* Provided passage *
◆ ◆ ◆ ◆ ◆ ◆ ◆

# Thomas the train DCC decoder from Bachmann



## Greg Elmassian (Jan 3, 2008)

I see bachmann sells 2 locos with DCC and specialized sounds, plus a DC/DCC sound decoder separately.

Has anyone run one of these locos under DCC or tested the DCC decoder? Wondering if they will work on 24v systems, and who made the sound system.

Greg


----------



## Dwight Ennis (Jan 2, 2008)

Bachmann usually partners with Soundtraxx and use an OEM Tsunami decoder. No chuff cam wire on the OEM's I've noticed.


----------



## Greg Elmassian (Jan 3, 2008)

Yeah, you are correct Dwight, just found the manual for the separate decoder, it is made by Soundtraxx as you say. Going to try to get one, it's probably an econami, although I hear the econami is going to be short lived, and replaced by the Tsunami II

OK, no chuff inputs, but Bachmann is pretty famous for having "chuff cams" that make grown men cry.

Interestingly it has a provision for an external volume pot, that works in DC and DCC.... should be a hit with kids


----------



## Dwight Ennis (Jan 2, 2008)

On some of the newer On30 Bachmann locos - the Heisler, the new Climax, and the new updated DCC Mogul, Bachmann has a decoder preinstalled which has a connector for the sound board (I believe it's a 22 pin connector but don't quote me). The sound board is another $129 list but around $75.00 street price. These are obviously OEM boards.


----------



## East Broad Top (Dec 29, 2007)

◆ ◆ ◆ ◆ ◆ ◆ ◆

* Collection entries *

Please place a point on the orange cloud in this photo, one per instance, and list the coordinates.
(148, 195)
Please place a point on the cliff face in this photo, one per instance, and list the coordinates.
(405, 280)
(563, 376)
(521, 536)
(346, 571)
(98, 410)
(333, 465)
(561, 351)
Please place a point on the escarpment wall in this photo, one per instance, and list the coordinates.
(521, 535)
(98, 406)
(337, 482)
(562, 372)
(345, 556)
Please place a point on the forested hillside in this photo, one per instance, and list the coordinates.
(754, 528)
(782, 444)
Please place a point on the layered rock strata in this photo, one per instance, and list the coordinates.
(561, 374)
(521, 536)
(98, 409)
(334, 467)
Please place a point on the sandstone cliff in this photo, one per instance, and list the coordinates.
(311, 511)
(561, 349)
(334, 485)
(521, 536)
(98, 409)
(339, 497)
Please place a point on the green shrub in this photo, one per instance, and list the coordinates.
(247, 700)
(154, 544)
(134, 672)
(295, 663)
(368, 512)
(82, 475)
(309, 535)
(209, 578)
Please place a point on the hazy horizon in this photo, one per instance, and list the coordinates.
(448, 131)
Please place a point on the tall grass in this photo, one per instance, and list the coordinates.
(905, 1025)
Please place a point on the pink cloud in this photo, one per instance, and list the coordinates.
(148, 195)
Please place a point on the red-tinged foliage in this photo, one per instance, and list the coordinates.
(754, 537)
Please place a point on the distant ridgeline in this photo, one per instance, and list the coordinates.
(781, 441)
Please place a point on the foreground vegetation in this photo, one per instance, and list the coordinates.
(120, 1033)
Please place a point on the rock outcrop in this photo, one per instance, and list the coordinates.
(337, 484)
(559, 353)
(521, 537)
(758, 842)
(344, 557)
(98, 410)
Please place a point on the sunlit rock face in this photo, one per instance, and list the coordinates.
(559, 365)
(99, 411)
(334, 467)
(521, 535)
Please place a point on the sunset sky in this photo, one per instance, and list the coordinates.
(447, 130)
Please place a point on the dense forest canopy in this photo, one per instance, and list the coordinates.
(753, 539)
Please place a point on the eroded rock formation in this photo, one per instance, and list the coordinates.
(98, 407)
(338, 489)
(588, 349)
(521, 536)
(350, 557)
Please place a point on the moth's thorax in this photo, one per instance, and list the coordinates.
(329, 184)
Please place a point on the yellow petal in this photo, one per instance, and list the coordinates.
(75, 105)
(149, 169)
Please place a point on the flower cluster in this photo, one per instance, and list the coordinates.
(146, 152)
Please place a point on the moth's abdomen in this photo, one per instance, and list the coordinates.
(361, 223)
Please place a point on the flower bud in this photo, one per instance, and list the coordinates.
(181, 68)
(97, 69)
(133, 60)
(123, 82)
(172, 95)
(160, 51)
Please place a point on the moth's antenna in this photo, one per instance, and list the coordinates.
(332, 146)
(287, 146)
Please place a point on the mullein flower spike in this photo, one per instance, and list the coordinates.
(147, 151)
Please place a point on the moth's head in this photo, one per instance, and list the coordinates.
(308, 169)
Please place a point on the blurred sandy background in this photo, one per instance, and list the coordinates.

◆ ◆ ◆ ◆ ◆ ◆ ◆

* Goals *
[1] List the newer On30 Bachmann locos that the forum thread about the Bachmann Thomas decoder names as having a preinstalled decoder with a connector for the sound board.
[2] Translate this sentence from the forum thread about the Bachmann Thomas decoder into Spanish: "The sound board is another $129 list but around $75.00 street price."
[3] According to the forum thread about the Bachmann Thomas decoder, what does the separate decoder have a provision for?

* Results for each task *
[1]
- the Heisler
- the new Climax
- the new updated DCC Mogul

[2] La placa de sonido cuesta otros $129 de precio de lista, pero alrededor de $75.00 de precio de calle.

[3] An external volume pot that works in DC and DCC.